* [Exercise prompt]
How many lines of the data include the string "shingle"? State the number and nothing else.

### Supplied records

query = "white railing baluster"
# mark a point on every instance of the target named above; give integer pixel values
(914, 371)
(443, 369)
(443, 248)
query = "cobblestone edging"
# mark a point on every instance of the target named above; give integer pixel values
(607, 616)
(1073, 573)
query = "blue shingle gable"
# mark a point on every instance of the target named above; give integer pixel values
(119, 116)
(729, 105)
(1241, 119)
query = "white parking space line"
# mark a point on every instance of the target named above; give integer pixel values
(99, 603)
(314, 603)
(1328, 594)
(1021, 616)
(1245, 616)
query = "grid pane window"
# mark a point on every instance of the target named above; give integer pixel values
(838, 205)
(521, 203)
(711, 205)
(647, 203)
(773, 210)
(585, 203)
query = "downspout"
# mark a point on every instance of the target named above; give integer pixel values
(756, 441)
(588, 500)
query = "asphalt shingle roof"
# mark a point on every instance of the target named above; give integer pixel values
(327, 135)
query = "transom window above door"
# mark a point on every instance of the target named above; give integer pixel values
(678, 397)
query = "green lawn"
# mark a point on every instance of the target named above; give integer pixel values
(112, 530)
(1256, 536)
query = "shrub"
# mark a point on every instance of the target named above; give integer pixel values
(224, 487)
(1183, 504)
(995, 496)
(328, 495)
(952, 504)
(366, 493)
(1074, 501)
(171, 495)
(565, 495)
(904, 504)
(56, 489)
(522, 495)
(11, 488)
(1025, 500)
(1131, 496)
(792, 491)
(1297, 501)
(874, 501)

######
### Supplied records

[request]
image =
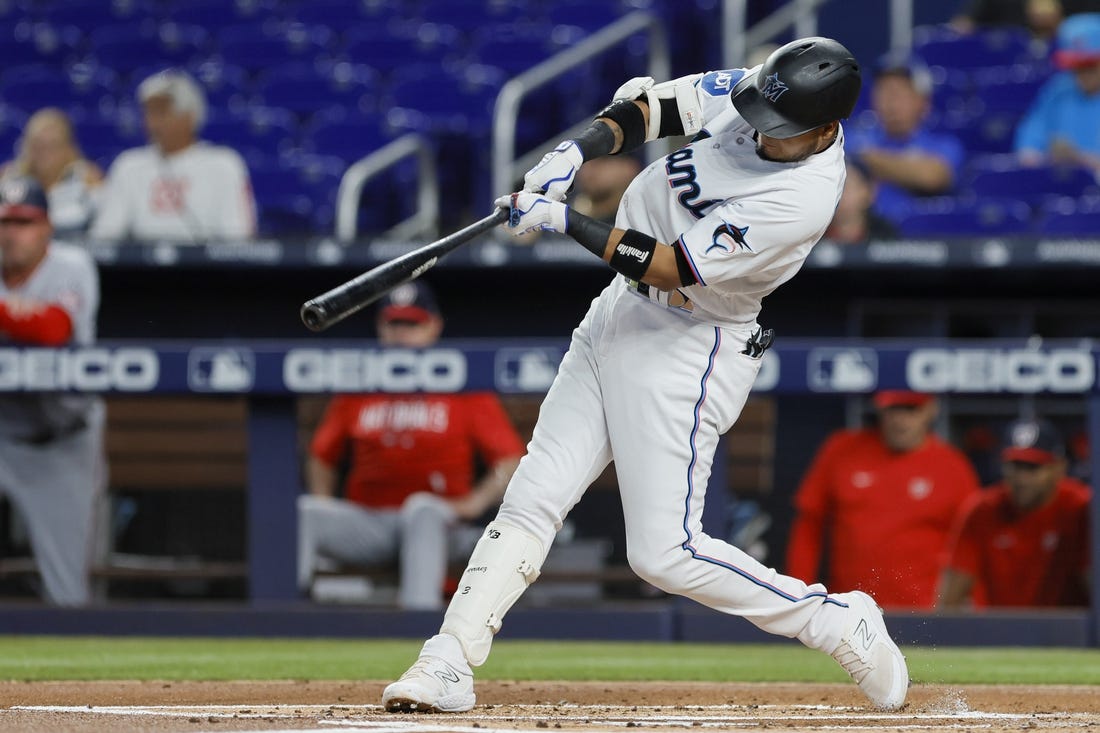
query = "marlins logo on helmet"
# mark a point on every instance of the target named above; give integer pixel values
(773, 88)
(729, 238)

######
### Supplied records

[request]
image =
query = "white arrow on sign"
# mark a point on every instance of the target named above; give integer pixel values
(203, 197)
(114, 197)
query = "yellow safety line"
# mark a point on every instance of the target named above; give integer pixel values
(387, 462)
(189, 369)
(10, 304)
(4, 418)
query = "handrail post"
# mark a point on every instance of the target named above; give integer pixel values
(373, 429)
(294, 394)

######

* [Answer section]
2